# Acs Survey



## Anthony G (Sep 16, 2015)

American Community Survey. Anyone else ever received this intrusive survey? It's put out by the Census Bureau. There are may personal and invasive questions like:

Phone Number including Area Code
Sex
Age and Birth Date
If I am of Hispanic, Latino, or Spanish origin
My race
What type of house I live in
When my house was built (year)
When I moved into this house (year)
How large is the lot? – How many acres?
What were the actual sales of all agricultural products from this property?
Is there a business on this location?
How many separate rooms are in this house, apartment, or mobile home?
How many of these rooms are bedrooms?

Do I have:
Hot and Cold Running Water?
Flush Toilet?
Bathtub or shower?
Sink with a faucet?
Stove or Range?
Refrigerator?
Telephone Service?
Do you or any member of the household own or use a computer?  Describe what kind(s).
Do you or any member of the household access the internet? 
Describe what kind of service (Cable, etc.)
How many vehicles of 1 ton or less are kept at this address?
What fuel is used to heat this house, apartment, or mobile home?
What was the cost of electricity last month?
What was the cost of gas last month?
What was the cost of water and sewer for the past twelve months?
What was the cost of oil, coal, kerosene, wood, etc. for the past 12 months?
Did I receive Food Stamps or SNAP?
Is my house, apartment or mobile home part of a condominium, and if yes, what are the fees?
Do I own the house with a mortgage?
Do I own this house free and clear?
Do I rent?
Do I occupy without rent?
What is the monthly rent for this house, apartment, or mobile home?
How much do I think this house, apartment, or mobile home would sell for?
What are the annual property taxes?
What is the annual property and flood insurance?
How much is the regular monthly mortgage?
Does that include the property taxes?
Does that include the insurance?
Do I have a second mortgage on this property?
How much are the monthly payments on all second and junior mortgages?
If a mobile home, how much for personal property tax, site rent, registration fees and license fees?

For EACH person who lives in your home:
Where I was born?
Am I a citizen?
Have I attended college or school in the last three months?
What grade or level of school?
What is my highest degree or level of school completed?
If I have a bachelor’s degree, what is it in?
What is my ancestry or ethnic origin?
Do I speak any other languages besides English at home?
How well do I speak English?
Did I live here 1 year ago?
Where did I live one year ago?
Do I have health insurance?
What type?
Do I have difficulty hearing or am I blind?
Do I have difficulty doing physical, mental, or emotional conditions that make it difficult for me to do errands alone, such as shopping or visiting a doctor’s office?
Am I married?
Did I get married, widowed, or divorced in the last twelve months?
How many times have I been married?
What year did I last get married?

INFORMATION SUPPLIED
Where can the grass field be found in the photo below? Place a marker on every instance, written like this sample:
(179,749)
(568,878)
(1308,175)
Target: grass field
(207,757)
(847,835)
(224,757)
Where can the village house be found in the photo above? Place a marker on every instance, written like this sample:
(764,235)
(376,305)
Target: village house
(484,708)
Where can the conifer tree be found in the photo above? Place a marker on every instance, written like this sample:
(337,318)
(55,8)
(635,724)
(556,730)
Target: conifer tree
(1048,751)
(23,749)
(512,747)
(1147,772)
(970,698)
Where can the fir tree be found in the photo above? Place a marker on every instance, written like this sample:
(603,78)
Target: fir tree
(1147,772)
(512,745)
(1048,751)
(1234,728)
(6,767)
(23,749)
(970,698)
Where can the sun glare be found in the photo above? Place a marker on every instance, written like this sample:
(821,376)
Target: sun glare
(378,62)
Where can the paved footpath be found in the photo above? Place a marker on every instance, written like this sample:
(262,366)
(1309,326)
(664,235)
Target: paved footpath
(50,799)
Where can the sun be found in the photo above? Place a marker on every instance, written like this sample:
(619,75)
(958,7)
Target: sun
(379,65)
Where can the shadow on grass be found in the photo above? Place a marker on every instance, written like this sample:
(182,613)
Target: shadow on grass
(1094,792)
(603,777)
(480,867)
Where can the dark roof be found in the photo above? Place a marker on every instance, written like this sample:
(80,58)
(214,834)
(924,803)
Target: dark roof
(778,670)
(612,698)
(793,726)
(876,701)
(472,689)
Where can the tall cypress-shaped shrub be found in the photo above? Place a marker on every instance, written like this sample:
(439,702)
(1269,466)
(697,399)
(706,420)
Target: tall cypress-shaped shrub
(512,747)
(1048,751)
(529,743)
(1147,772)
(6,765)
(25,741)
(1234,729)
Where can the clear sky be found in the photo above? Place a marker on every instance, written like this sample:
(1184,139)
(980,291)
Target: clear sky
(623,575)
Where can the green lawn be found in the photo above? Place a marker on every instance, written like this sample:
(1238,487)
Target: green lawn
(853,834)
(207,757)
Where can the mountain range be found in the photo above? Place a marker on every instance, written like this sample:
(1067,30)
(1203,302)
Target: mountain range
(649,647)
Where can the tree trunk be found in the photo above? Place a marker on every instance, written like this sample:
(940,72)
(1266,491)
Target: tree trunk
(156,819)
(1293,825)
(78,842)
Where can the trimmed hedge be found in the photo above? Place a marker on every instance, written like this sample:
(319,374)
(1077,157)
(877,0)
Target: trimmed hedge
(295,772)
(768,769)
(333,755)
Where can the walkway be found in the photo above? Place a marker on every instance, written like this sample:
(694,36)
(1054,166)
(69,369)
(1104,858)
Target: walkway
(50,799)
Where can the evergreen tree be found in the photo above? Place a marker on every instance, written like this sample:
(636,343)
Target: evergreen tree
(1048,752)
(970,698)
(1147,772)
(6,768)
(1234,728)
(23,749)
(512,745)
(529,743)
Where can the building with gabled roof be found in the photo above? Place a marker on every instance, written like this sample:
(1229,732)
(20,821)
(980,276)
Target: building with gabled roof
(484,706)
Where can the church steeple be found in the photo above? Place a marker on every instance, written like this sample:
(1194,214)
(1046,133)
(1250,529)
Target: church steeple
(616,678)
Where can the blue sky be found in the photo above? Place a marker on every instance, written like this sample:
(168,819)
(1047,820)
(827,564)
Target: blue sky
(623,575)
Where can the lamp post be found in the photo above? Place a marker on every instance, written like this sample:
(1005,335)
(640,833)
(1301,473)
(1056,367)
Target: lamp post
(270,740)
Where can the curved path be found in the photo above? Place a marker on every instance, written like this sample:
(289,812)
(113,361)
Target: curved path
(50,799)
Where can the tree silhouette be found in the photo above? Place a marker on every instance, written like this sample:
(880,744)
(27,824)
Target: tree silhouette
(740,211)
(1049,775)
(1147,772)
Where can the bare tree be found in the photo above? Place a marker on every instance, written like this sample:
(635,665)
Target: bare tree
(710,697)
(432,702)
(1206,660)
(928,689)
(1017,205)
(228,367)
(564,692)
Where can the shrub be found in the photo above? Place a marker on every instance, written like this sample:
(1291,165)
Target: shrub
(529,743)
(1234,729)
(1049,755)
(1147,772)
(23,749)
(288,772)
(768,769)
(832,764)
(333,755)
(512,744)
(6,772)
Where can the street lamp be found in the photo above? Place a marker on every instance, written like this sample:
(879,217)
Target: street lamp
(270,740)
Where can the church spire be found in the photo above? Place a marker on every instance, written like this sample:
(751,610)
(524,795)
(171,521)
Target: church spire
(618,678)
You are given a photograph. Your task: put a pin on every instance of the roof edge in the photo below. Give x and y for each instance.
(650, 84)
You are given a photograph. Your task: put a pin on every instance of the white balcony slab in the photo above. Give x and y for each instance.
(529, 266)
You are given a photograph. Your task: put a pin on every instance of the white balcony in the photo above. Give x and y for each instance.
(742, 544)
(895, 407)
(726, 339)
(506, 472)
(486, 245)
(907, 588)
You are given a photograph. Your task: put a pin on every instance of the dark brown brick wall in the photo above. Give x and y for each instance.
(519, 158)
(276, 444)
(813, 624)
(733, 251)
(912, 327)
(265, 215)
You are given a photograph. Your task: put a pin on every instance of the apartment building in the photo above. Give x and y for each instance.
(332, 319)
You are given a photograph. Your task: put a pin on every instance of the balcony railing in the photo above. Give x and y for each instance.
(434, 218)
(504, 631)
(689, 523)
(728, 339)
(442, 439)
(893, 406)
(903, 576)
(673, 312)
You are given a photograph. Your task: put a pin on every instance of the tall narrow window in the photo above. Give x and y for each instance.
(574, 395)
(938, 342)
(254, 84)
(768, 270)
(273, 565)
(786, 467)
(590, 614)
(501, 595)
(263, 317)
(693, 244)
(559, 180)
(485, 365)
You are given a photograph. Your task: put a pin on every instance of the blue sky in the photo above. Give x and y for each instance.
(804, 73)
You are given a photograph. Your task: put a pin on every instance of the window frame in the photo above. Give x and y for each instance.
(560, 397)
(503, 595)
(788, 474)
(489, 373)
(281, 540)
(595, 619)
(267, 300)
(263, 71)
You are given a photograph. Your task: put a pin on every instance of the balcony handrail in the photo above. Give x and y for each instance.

GIVEN REQUEST A
Count the lines in the records that contain the string "bare", treating upper and lower case as different, and give only the number.
GIVEN REQUEST B
Continue the American Community Survey thread after its last line.
The American Community Survey thread and the records have no connection to each other.

EXPECTED ANSWER A
2

EXPECTED ANSWER B
Am I a grandparent responsible for a grandchild living here?
How long have I been responsible for the grandchildren?

Have I ever served on active duty?
If so, when?

Do I have a VA service-connected Disability rating?
What is that rating?
Did I work for pay last week at a business?
Last week did I do any work for pay?
At what location did I do this work?
What is the address?
How did I get to work last week?
How many people rode with me to work?
What time did I leave my house to go to work?
How many minutes does it usually take to get to work?
Who was my most recent job with? Name and location
What kind of work do I do?
What are my most important activities or duties?
What are my wages, salary, commissions, bonuses or tips for all jobs for the last twelve months?
What is my self-employment income for the last twelve months?
How much do I receive from interest, dividends, net rental income, royalty income and from estates and trusts (even small amounts)?
What are my social security or Railroad retirement amounts?
What are my Supplemental Social Security Income amounts?
Did I receive any public assistance or welfare payments from state or local welfare offices?
If so, how much?

How much from retirement, survivor or disability pensions did I receive?
Any other sources of income received such as VA payments, unemployment compensation, child support or alimony.
What was my total income in the last twelve months?

And you are threatened with fines if you don't fill it out or supply incorrect answers. If you don't fill it out they will call you non-stop and eventually will come to your house.

Anyone else ever receive this Orwellian survey? Feel like I'm living in the book "1984".


----------



## 4GSR (Sep 16, 2015)

Tell them you live in a tent under a over pass.  Phone number is the local payphone at the convenience store.


----------



## Anthony G (Sep 16, 2015)

The statute which is quoted as giving the authorization for this survey states a $100 fine for EACH unanswered question and/or $500 fine for EACH question purposefully answered incorrectly.


----------



## John Hasler (Sep 16, 2015)

In actual fact, though, the Census Bureau lacks Constitutional authority to collect any information other than that needed for Congressional districting.


----------



## Doubleeboy (Sep 16, 2015)

I got one of these 2 years ago when we bought the acreage, threw it away.  How the hell was I going to tell them how much Ag income we made when we had only owned property for a month.  I suppose if they showed up with a court order I may have responded differently, but I doubt it.   

michael


----------



## John Hasler (Sep 16, 2015)

I've been throwing them away for decades, and I actually do farm.


----------



## Anthony G (Sep 17, 2015)

From what I have read they have statutory authority which Congress passed around 1995. I guess that's when the first ACS surveys were sent out. Seems to fly in the face of the Constitution to me, although I'm not a lawyer.  Seems enumeration (head count) is only thing Founding Fathers authorized.  I plan on sending it back to them uncompleted with a letter that I found on the Internet stating my objections to filling it out. In the letter I'll include the one piece of information that I think they're entitled to and that is the number of persons occupying my residence: ONE. Then, I guess, I'll have to withstand the barrage of phone calls and personal visits from the Census people over the next several months that I have read many others have had to endure. That's the plan, anyway.


----------



## Firestopper (Sep 17, 2015)

Nah, don't do it. They already know what they need to know.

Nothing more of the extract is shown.